EXERCISE INSTRUCTIONS: An exact copy of all the data is required, with pictures left out.

MATERIAL PROVIDED:
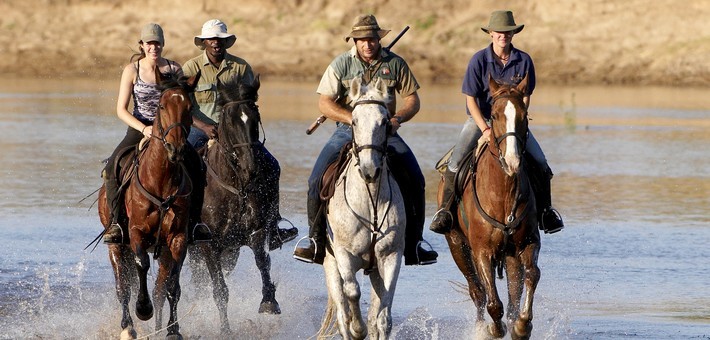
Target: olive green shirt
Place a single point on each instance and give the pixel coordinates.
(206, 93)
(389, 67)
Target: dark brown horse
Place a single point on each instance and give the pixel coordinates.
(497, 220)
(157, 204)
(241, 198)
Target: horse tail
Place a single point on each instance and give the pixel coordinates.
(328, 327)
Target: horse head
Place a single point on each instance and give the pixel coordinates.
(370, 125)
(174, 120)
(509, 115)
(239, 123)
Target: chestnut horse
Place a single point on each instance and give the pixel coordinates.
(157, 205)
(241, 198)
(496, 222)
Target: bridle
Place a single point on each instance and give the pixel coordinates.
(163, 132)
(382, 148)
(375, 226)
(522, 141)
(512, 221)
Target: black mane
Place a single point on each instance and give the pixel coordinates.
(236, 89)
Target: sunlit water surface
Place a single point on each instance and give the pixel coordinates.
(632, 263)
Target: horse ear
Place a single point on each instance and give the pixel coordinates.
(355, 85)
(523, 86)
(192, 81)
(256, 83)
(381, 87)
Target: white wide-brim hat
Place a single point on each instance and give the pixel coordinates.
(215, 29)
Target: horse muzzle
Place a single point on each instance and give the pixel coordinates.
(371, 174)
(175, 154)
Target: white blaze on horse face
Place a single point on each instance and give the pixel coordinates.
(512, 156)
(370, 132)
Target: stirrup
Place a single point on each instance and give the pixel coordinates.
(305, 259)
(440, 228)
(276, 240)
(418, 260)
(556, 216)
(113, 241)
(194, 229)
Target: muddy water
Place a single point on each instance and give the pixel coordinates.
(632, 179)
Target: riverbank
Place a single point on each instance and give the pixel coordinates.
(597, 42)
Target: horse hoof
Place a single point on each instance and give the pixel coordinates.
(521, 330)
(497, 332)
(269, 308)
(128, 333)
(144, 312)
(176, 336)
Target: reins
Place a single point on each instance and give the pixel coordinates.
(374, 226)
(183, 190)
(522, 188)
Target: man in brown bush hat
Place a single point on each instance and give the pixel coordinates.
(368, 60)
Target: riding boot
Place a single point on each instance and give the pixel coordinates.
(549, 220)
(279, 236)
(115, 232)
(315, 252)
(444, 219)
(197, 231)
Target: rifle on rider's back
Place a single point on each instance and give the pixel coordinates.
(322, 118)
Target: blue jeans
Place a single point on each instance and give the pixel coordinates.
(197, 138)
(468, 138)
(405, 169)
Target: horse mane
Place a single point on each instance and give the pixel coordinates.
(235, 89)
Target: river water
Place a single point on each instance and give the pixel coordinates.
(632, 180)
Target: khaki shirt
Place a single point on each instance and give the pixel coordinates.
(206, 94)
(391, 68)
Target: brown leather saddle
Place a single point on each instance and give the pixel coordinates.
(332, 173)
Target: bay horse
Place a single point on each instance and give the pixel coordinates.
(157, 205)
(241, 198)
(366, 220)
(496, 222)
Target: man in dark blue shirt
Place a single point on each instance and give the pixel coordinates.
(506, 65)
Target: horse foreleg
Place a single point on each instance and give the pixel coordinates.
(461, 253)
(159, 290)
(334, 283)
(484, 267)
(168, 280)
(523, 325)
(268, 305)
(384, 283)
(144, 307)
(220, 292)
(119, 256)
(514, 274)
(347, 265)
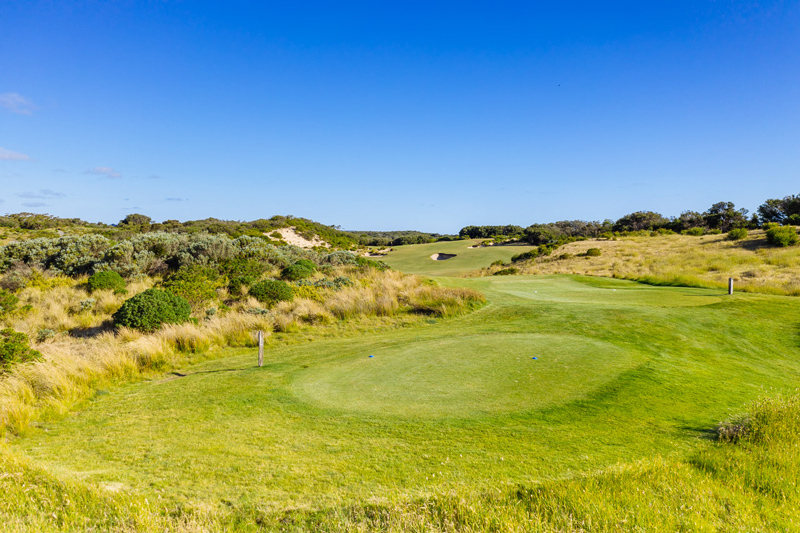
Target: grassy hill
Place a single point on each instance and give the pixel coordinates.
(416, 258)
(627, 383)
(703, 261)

OUTPUT OF THE TASK:
Target: olive green shirt
Place a single point on each instance and give the pixel coordinates.
(206, 93)
(389, 67)
Target: dark brown horse
Place a single point on each instance and give the pixel coordinates.
(497, 220)
(157, 204)
(241, 198)
Target: horse tail
Place a single point on each instance and give the pixel coordinates.
(328, 327)
Target: horse head
Place a single point on each instance and give the pixel coordinates.
(370, 125)
(174, 120)
(509, 115)
(239, 123)
Target: chestnut horse
Place a single point on each instance and give the pixel coordinates.
(157, 205)
(241, 198)
(496, 222)
Target: bridle
Place a single point on each instance and give the pixel coordinates.
(163, 132)
(382, 148)
(375, 226)
(522, 141)
(512, 221)
Target: black mane
Place a single point on each instance and give the pixel coordinates.
(236, 89)
Target: sunlit water surface
Place a single point on each instance and give the pixel coordinates.
(632, 263)
Target: horse ear
Place a single point on each instance and give the pixel coordinates.
(355, 85)
(523, 86)
(192, 81)
(256, 83)
(381, 87)
Target: white wide-brim hat
Place a single point on each instance and give the pixel coordinates.
(215, 29)
Target: horse muzzle
Place a single point on each instance and give the pixel coordinates.
(371, 174)
(175, 154)
Target: white blaze on horse face
Place a single point on each instance and give the pixel coordinates.
(512, 156)
(370, 132)
Target: stirrup
Place a single point on each instance and give the pixel coordinates.
(305, 259)
(440, 228)
(276, 240)
(418, 260)
(556, 216)
(113, 241)
(194, 229)
Target: muddy water
Place a single point on each instance and give the pixel coordinates.
(632, 179)
Target: riverbank
Place a single point on each instance and give the pixel coordinates.
(597, 42)
Target: horse hoof
Place a single point on each instance and give the pixel coordinates.
(521, 330)
(497, 332)
(269, 308)
(128, 333)
(144, 312)
(176, 336)
Target: reins
Place a single point on each instance and give the pixel coordinates.
(374, 226)
(183, 190)
(522, 188)
Target: man in brown bush hat
Place a single point on each instance and give the pixel coordinates.
(368, 60)
Target: riding boot
Place a single point on each instance and give the pixel coordinates.
(549, 220)
(279, 236)
(115, 232)
(315, 252)
(444, 219)
(197, 231)
Target: rifle on rider's back
Place a single point on each instance and give the pixel coordinates.
(322, 118)
Target: blue jeans
Place a single point on each instance and give the pixel coordinates.
(197, 138)
(468, 138)
(405, 169)
Target: horse mane
Place a single point on each instance and give the pixel coordinates.
(235, 89)
Target: river water
Place a single point on each instance and give the pixel coordinates.
(632, 180)
Target: khaki shirt
Place a single point on each instance and give the pixel coordinates.
(206, 94)
(391, 68)
Target: brown leather saddle
Place a single point on each instance and give the pixel coordinates.
(332, 173)
Target: bay horse
Place a single point on each instance and give the pixel coordinates.
(157, 205)
(241, 198)
(366, 220)
(496, 222)
Target: man in dark blue shirt
Place a single point on each instance and give the pixel coordinates.
(506, 65)
Target: horse foreleg
Place a single point on each instance and give the pixel coordinates.
(461, 253)
(159, 290)
(334, 283)
(484, 267)
(168, 280)
(523, 325)
(268, 305)
(384, 283)
(144, 307)
(220, 292)
(119, 256)
(514, 274)
(347, 265)
Target: grassy hill
Place a single point on each instance and give the pixel coordinates.
(416, 258)
(627, 383)
(703, 261)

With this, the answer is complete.